* **INSTRUCTIONS FOR THE TASK**
Reproduce the entries below word for word, starting at the very first line and ending at the line that contains "[(758, 301)]", including both ends. Omit the pictures from your copy.

* **Coordinate annotation records**
————

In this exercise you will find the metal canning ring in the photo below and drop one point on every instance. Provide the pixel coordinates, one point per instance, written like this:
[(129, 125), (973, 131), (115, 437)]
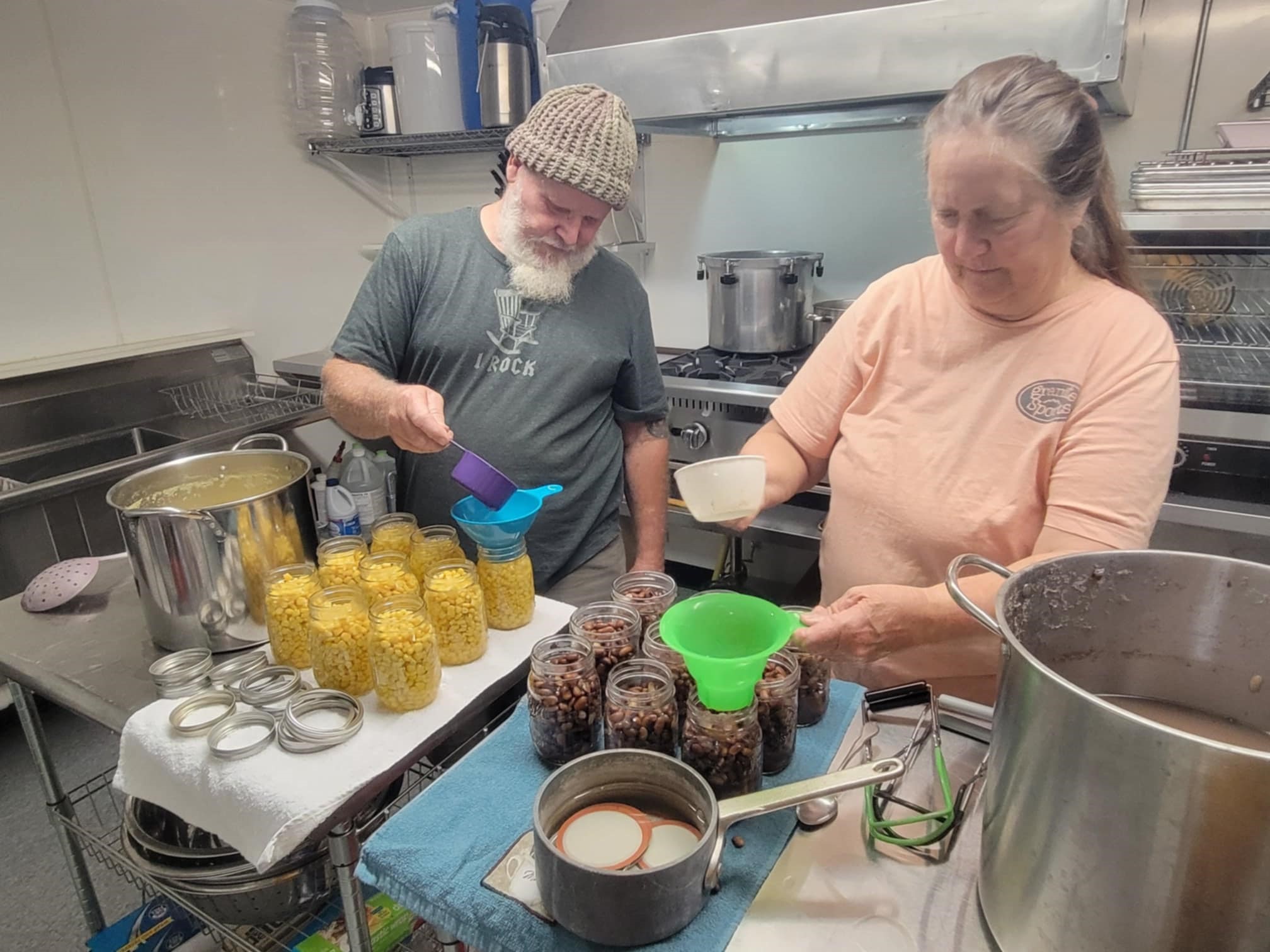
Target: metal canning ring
[(268, 684), (238, 667), (203, 700), (236, 723), (176, 691), (301, 738), (182, 667)]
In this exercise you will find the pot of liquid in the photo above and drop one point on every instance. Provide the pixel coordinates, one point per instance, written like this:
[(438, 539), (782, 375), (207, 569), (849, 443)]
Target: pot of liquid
[(1128, 781), (638, 905), (202, 532)]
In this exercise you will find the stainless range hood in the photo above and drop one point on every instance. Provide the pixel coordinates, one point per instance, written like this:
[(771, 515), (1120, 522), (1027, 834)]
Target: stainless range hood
[(753, 67)]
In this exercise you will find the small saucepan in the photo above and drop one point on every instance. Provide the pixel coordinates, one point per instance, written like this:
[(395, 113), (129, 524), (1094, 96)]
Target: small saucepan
[(636, 908)]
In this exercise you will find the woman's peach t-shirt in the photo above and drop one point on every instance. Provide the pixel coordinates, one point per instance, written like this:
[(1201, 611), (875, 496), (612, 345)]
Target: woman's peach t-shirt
[(951, 432)]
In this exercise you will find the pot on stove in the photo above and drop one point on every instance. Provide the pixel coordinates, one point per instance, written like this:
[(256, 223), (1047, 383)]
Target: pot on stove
[(758, 301)]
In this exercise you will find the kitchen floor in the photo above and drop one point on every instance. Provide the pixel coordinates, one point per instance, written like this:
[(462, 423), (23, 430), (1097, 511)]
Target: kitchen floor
[(40, 907)]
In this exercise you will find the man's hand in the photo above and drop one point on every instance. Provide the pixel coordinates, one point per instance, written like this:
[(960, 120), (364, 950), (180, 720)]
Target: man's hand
[(845, 631), (417, 419)]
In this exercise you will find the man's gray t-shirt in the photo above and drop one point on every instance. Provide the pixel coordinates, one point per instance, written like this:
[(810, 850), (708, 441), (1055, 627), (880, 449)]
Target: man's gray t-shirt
[(535, 388)]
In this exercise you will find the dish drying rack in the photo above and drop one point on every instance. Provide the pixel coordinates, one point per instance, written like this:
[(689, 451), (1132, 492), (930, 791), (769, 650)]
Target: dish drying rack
[(1199, 179), (244, 398), (97, 824), (1218, 306)]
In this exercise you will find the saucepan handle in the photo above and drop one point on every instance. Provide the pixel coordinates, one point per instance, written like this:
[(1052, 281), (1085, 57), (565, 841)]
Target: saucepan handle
[(963, 602), (262, 438), (769, 802)]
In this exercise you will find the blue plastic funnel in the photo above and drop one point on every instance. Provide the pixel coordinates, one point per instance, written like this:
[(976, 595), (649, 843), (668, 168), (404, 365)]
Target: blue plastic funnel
[(495, 528)]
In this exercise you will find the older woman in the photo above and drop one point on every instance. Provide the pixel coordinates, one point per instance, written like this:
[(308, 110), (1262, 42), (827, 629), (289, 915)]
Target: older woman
[(1014, 397)]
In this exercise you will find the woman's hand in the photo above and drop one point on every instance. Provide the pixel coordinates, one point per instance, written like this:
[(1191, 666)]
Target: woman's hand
[(850, 628)]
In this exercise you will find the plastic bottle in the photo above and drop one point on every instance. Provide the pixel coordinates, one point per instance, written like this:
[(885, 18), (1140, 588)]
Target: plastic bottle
[(342, 517), (387, 466), (324, 71), (365, 482), (319, 488)]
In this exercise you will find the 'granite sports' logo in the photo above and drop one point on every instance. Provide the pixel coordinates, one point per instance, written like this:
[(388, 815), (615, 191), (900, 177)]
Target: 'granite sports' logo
[(1048, 400)]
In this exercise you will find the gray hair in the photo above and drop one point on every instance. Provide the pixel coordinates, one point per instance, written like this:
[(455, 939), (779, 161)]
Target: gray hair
[(1030, 101)]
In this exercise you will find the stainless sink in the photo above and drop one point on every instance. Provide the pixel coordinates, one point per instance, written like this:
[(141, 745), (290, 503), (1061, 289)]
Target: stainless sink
[(83, 453)]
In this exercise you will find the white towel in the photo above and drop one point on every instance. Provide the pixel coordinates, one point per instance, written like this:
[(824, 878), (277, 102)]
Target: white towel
[(267, 805)]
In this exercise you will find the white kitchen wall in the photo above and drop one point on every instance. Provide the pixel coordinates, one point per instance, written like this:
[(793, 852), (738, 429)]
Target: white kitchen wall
[(164, 196)]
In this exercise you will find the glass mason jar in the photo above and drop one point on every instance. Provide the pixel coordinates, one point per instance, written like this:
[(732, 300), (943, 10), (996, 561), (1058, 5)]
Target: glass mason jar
[(286, 612), (648, 593), (391, 533), (724, 747), (385, 574), (658, 650), (404, 657), (776, 694), (612, 630), (457, 609), (564, 698), (639, 707), (507, 579), (431, 546), (338, 633), (815, 676), (338, 559)]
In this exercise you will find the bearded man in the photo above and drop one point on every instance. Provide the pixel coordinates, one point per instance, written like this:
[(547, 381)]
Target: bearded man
[(507, 327)]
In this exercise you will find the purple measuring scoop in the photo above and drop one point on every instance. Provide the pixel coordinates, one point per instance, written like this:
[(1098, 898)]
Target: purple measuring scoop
[(481, 479)]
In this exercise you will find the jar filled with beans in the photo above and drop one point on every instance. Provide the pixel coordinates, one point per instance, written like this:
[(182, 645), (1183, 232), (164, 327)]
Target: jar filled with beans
[(724, 747), (338, 559), (639, 707), (776, 694), (648, 593), (385, 574), (614, 631), (286, 612), (404, 657), (391, 533), (507, 579), (338, 633), (658, 650), (457, 609), (564, 698), (815, 676)]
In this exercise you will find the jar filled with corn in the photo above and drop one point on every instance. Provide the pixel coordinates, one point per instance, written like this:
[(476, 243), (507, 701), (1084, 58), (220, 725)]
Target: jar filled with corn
[(338, 559), (338, 633), (385, 574), (507, 579), (286, 612), (391, 533), (457, 609), (404, 657), (431, 546)]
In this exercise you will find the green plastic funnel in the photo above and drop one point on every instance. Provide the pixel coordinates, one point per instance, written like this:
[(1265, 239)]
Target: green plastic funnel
[(726, 642)]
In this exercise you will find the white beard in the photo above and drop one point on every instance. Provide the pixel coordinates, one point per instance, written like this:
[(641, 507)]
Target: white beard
[(535, 277)]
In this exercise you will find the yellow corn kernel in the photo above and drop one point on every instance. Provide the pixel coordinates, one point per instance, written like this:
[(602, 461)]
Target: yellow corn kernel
[(404, 655), (287, 613), (508, 587), (457, 609)]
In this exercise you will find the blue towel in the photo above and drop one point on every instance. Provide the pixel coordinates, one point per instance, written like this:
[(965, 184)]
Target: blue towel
[(433, 854)]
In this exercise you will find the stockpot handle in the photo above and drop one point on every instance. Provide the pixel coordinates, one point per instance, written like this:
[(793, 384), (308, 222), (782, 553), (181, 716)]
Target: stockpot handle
[(258, 437), (963, 602), (769, 802)]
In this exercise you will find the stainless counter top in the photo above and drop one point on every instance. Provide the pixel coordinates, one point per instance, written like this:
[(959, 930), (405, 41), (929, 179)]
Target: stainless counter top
[(832, 889)]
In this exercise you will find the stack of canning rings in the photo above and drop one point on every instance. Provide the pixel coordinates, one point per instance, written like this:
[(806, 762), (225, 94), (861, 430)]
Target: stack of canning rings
[(270, 688), (182, 673), (299, 737)]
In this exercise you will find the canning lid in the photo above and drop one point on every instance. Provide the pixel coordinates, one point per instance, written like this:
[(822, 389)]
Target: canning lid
[(262, 723), (183, 720)]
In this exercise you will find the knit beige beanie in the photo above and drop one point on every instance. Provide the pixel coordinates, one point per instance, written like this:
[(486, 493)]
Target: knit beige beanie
[(582, 136)]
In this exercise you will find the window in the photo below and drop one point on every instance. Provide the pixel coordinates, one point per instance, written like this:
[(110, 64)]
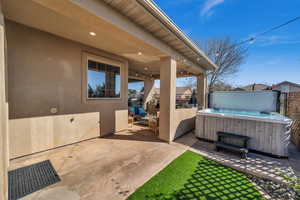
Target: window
[(103, 80)]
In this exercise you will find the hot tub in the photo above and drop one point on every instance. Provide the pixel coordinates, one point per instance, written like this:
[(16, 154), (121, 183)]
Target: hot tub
[(269, 132)]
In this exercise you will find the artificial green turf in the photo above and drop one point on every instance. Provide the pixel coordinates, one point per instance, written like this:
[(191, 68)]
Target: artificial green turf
[(193, 177)]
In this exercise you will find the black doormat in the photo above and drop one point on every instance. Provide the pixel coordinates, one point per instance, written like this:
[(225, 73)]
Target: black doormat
[(26, 180)]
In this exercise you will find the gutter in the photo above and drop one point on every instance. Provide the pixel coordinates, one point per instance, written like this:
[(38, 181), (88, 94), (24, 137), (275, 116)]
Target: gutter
[(165, 20)]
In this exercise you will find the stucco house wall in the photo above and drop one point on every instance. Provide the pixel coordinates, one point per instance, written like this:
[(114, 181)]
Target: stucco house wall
[(46, 71)]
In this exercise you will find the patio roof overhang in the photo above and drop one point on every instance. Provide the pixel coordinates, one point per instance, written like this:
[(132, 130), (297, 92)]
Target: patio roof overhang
[(123, 27)]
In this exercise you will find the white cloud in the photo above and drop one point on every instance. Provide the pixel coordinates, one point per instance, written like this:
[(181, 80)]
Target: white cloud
[(209, 5)]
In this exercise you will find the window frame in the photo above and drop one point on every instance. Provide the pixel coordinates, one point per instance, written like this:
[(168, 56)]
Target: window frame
[(105, 60)]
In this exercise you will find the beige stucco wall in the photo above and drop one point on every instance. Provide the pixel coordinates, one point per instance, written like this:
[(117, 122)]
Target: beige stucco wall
[(184, 121), (45, 71), (3, 113)]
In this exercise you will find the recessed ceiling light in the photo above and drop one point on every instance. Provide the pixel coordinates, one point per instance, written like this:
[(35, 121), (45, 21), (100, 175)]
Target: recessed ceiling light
[(92, 33)]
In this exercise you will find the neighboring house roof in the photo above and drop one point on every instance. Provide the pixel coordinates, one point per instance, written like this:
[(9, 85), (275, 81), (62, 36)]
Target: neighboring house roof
[(286, 83), (253, 87), (148, 15)]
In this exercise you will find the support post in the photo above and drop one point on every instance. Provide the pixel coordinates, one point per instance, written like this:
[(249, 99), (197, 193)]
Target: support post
[(167, 99), (201, 91)]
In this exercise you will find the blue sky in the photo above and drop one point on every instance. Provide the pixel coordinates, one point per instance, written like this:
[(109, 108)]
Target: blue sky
[(272, 58)]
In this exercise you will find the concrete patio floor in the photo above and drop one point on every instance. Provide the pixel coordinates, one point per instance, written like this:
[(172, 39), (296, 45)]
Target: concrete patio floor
[(104, 168)]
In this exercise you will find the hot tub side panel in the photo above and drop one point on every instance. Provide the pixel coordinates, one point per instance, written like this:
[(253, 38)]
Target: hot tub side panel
[(267, 137)]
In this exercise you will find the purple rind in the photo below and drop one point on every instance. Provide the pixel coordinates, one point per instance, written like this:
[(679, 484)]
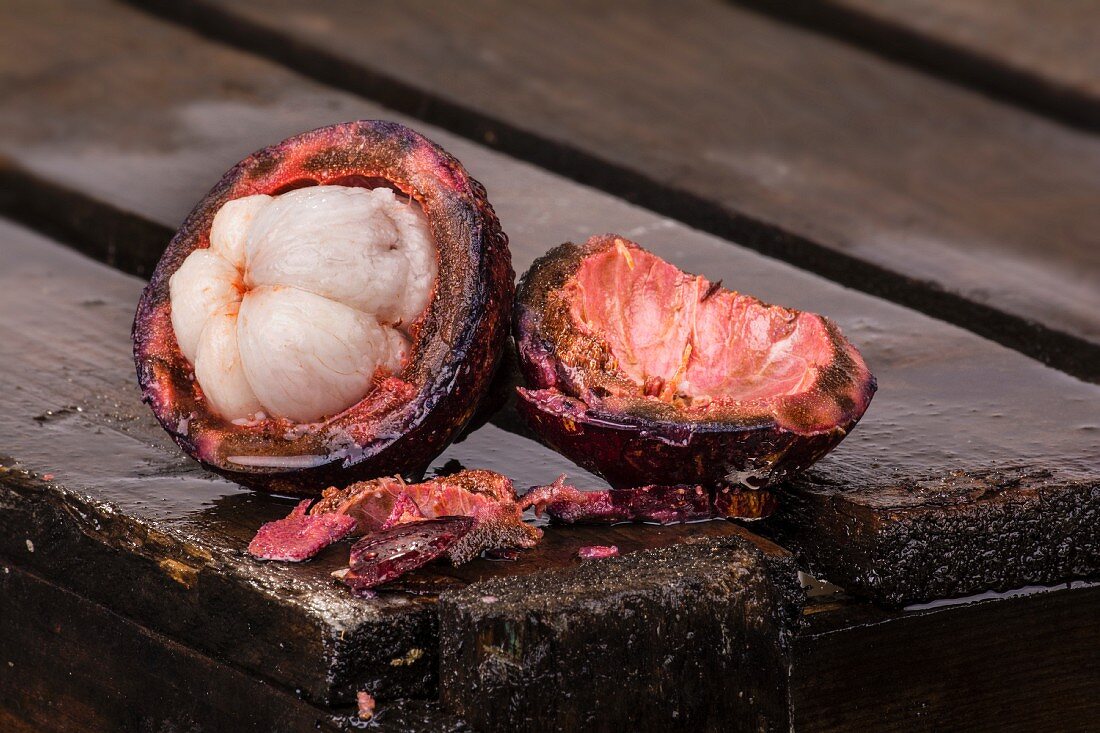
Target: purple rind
[(646, 442), (388, 554), (407, 419)]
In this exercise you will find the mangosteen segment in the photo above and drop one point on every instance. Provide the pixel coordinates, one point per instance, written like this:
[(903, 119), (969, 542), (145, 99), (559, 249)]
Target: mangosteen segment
[(303, 299), (332, 310), (647, 374)]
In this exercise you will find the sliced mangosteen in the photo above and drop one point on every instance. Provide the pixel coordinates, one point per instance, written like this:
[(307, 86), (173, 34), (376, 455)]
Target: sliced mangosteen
[(333, 309), (647, 374)]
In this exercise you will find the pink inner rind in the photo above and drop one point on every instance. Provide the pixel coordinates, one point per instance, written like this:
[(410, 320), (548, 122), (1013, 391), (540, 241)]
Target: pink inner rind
[(678, 336), (636, 375), (407, 418), (627, 334)]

————

* **TASK ANSWER**
In this exercise you will find the metal canning ring in the photo below and drop one point on every instance. Provide the pixel coordinates, one point per instance, written like this:
[(129, 125), (973, 131), (115, 437)]
Target: metal canning ring
[(268, 684), (238, 667), (203, 700), (236, 723), (176, 691), (301, 738), (182, 667)]
In this exercise you will find the pot of liquid in the photo above and drop one point on every instance. Provide the pixel coordinates, one point per instance, written like this:
[(438, 539), (782, 375), (207, 569), (849, 443)]
Target: pot of liquid
[(1128, 781), (638, 905), (202, 532)]
In this exercise you will find the stainless range hood in the photo above and drop one point on every instance. Provide the pixel coordinates, one point per instance, written like this:
[(771, 515), (1120, 522), (1027, 834)]
Target: stainless range hood
[(753, 67)]
In this exercise you will find the small saucepan in the photo above and drop one point on every instance. Provide the pixel coordinates, one point per instance, written like this:
[(395, 113), (129, 524), (1094, 96)]
Target: small saucepan
[(636, 908)]
In this exercise you will find the woman's peach t-shirt in the photo above and drop one point on every instance. Provide the pixel coordinates, one point per instance, written like this:
[(1201, 611), (875, 496), (612, 345)]
Target: woman's peach t-shirt
[(951, 432)]
In this exercise you will find the pot on stove in the photo above and drop one point on every instance. Provide the pixel coordinates, one point per instance, written like this:
[(256, 223), (1047, 383)]
Target: pot on stove
[(758, 301)]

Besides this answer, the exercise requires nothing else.